**Task requirements:**
Reproduce every entry exactly, without alteration.

**Data for the task:**

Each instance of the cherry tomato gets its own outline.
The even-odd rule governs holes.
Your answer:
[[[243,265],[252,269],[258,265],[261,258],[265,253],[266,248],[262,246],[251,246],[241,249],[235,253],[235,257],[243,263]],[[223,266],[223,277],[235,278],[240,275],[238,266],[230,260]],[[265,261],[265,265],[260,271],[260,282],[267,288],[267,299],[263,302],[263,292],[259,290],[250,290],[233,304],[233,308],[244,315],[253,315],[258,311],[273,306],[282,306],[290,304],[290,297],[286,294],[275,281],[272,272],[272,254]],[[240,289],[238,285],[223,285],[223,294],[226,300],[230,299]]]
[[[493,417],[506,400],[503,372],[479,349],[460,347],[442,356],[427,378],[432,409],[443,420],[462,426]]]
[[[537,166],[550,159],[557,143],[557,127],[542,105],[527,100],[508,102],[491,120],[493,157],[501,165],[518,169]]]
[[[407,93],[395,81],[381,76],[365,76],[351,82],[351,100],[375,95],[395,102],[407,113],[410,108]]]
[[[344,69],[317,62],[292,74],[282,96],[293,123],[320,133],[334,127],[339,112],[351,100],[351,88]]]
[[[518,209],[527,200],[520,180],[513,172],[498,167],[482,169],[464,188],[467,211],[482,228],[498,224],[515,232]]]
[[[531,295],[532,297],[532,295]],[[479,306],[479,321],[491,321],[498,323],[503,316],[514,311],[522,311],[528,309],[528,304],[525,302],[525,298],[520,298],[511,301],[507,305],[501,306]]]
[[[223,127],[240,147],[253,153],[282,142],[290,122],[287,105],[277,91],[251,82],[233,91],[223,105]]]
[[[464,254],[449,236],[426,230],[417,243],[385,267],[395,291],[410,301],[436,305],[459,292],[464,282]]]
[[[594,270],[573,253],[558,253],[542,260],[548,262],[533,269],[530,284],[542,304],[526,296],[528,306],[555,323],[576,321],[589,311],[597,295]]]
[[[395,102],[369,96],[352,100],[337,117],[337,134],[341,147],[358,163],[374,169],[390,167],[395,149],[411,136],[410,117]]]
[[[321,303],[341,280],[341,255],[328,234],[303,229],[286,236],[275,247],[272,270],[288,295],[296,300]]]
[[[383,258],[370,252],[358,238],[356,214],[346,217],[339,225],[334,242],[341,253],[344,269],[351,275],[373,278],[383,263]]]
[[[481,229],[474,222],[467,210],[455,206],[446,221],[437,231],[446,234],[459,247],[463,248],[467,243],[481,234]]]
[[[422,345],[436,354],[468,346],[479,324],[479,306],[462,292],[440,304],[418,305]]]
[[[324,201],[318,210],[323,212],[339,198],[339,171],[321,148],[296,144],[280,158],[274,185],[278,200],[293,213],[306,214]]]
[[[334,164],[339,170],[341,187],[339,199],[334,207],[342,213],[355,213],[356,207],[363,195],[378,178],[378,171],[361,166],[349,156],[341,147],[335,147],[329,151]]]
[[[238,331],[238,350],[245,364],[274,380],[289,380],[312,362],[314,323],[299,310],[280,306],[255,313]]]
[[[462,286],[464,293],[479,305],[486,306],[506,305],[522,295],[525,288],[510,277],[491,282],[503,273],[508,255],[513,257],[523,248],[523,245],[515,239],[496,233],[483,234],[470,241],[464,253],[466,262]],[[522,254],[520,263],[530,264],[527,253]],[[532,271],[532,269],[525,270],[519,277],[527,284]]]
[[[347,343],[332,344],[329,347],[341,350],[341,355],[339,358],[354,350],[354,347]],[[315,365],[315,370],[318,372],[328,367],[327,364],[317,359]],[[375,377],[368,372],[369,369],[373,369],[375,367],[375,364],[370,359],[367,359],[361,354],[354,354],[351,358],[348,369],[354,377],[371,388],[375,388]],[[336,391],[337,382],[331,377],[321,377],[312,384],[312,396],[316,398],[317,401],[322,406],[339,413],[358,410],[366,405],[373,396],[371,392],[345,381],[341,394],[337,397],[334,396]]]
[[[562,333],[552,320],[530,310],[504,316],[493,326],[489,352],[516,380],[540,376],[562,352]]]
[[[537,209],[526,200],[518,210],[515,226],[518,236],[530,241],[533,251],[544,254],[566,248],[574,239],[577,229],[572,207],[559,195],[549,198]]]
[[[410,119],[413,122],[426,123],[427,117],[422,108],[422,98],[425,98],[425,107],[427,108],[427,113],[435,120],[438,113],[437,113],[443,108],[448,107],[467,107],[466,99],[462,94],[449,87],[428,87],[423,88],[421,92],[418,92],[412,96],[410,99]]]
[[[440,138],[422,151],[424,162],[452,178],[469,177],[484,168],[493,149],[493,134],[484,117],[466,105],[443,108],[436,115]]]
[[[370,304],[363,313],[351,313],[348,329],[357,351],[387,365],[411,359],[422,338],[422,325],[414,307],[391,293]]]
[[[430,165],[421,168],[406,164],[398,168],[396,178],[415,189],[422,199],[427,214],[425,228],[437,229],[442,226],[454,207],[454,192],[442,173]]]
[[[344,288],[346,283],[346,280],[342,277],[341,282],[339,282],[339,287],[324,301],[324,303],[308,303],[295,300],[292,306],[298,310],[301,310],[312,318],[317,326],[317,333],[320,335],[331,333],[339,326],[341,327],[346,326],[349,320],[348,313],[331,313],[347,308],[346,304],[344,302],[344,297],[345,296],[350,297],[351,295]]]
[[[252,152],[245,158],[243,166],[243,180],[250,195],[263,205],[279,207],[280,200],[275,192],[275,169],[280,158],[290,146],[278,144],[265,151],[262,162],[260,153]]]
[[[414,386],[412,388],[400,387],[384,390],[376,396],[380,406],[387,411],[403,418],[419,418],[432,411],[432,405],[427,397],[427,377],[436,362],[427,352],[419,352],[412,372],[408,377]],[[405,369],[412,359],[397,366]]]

**Completed exercise:**
Each instance of the cherry tomato gets its own outline.
The even-odd rule governs holes.
Your answer:
[[[243,265],[252,269],[258,265],[261,258],[265,253],[266,248],[262,246],[251,246],[241,249],[235,253],[235,257],[243,263]],[[223,266],[223,277],[235,278],[240,275],[238,266],[230,260]],[[265,261],[265,265],[260,271],[260,282],[267,288],[267,299],[263,302],[263,292],[259,290],[250,290],[233,304],[233,308],[244,315],[253,315],[258,311],[273,306],[282,306],[290,304],[290,297],[286,294],[275,281],[272,272],[272,254]],[[240,289],[238,285],[223,285],[223,294],[226,300],[230,299]]]
[[[493,417],[506,400],[503,372],[479,349],[460,347],[442,356],[427,378],[432,409],[443,420],[462,426]]]
[[[537,166],[550,159],[557,143],[557,127],[542,105],[527,100],[508,102],[491,120],[493,157],[501,165],[518,169]]]
[[[407,93],[395,81],[381,76],[365,76],[351,82],[351,100],[375,95],[395,102],[407,113],[410,108]]]
[[[344,69],[317,62],[292,74],[282,96],[293,123],[320,133],[334,127],[339,112],[351,100],[351,88]]]
[[[518,209],[527,200],[520,180],[513,172],[498,167],[482,169],[464,188],[467,211],[482,228],[498,224],[515,232]]]
[[[531,295],[532,297],[532,295]],[[479,306],[479,321],[491,321],[498,323],[503,316],[514,311],[522,311],[528,309],[528,304],[525,302],[525,298],[520,298],[511,301],[507,305],[501,306]]]
[[[223,127],[240,147],[253,153],[282,142],[290,122],[287,105],[277,91],[251,82],[233,91],[223,105]]]
[[[464,254],[449,236],[426,230],[417,243],[385,267],[395,291],[410,301],[436,305],[459,292],[464,282]]]
[[[594,270],[573,253],[558,253],[542,260],[548,262],[533,269],[530,284],[542,304],[526,296],[528,306],[555,323],[576,321],[589,311],[597,295]]]
[[[395,102],[369,96],[352,100],[337,117],[337,134],[341,147],[358,163],[374,169],[390,167],[395,149],[411,136],[410,117]]]
[[[321,303],[341,280],[341,255],[328,234],[303,229],[286,236],[275,247],[272,270],[288,295],[296,300]]]
[[[383,258],[370,252],[358,238],[356,214],[346,217],[339,225],[334,242],[341,253],[344,269],[351,275],[373,278],[383,263]]]
[[[481,229],[474,222],[467,210],[455,206],[446,221],[437,231],[446,234],[459,247],[463,248],[467,243],[481,234]]]
[[[422,345],[436,354],[468,346],[479,324],[479,306],[462,292],[440,304],[418,305]]]
[[[324,201],[318,210],[323,212],[339,198],[339,171],[321,148],[296,144],[280,158],[274,185],[278,200],[293,213],[306,214]]]
[[[334,164],[339,170],[341,187],[339,199],[334,207],[342,213],[355,213],[356,207],[363,195],[378,178],[378,171],[361,166],[349,156],[341,147],[335,147],[329,151]]]
[[[238,331],[238,350],[245,364],[274,380],[289,380],[312,362],[314,323],[299,310],[280,306],[255,313]]]
[[[462,286],[464,293],[479,305],[486,306],[506,305],[522,295],[525,288],[510,277],[491,282],[503,273],[508,255],[513,257],[523,248],[523,245],[515,239],[496,233],[483,234],[470,241],[464,253],[466,262]],[[522,254],[520,263],[530,264],[527,253]],[[532,271],[532,269],[525,270],[519,277],[527,284]]]
[[[347,343],[332,344],[329,347],[341,350],[341,355],[339,358],[354,350],[354,347]],[[315,365],[315,370],[318,372],[328,367],[327,364],[317,359]],[[375,377],[368,372],[369,369],[373,369],[375,367],[375,364],[370,359],[367,359],[361,354],[354,354],[351,358],[348,369],[354,377],[371,388],[375,388]],[[336,391],[337,382],[331,377],[321,377],[312,384],[312,396],[316,398],[317,401],[322,406],[339,413],[358,410],[366,405],[373,396],[371,392],[345,381],[341,394],[337,397],[334,396]]]
[[[562,333],[552,320],[530,310],[504,316],[493,326],[489,352],[516,380],[540,376],[562,352]]]
[[[537,209],[526,200],[518,210],[515,226],[518,236],[530,241],[533,251],[544,254],[566,248],[574,239],[577,229],[572,207],[559,195],[549,198]]]
[[[410,119],[413,122],[426,123],[427,117],[422,108],[422,98],[425,98],[425,107],[427,108],[427,113],[435,120],[438,113],[437,113],[443,108],[448,107],[467,107],[466,99],[462,94],[449,87],[428,87],[423,88],[421,92],[418,92],[412,96],[410,99]]]
[[[440,138],[422,151],[424,162],[452,178],[469,177],[484,168],[493,149],[493,134],[484,117],[466,105],[443,108],[436,115]]]
[[[370,304],[363,313],[351,313],[348,329],[357,351],[387,365],[411,359],[422,338],[422,325],[414,307],[391,293]]]
[[[430,165],[421,168],[406,164],[398,168],[396,178],[415,189],[422,199],[427,214],[425,228],[437,229],[442,226],[454,207],[454,192],[442,173]]]
[[[344,288],[346,283],[346,280],[342,277],[341,282],[339,282],[339,287],[324,301],[324,303],[308,303],[295,300],[292,306],[298,310],[301,310],[312,318],[317,326],[317,333],[320,335],[331,333],[339,326],[341,327],[346,326],[349,320],[348,313],[331,313],[347,308],[346,304],[344,302],[344,297],[345,296],[350,297],[351,295]]]
[[[252,152],[245,158],[243,166],[243,180],[250,195],[263,205],[279,207],[280,200],[275,192],[275,169],[280,158],[290,146],[278,144],[265,151],[262,162],[260,153]]]
[[[414,386],[412,388],[400,387],[384,390],[376,396],[380,406],[387,411],[403,418],[419,418],[432,411],[432,405],[427,397],[427,377],[436,362],[427,352],[419,352],[412,372],[408,377]],[[405,369],[412,359],[397,366]]]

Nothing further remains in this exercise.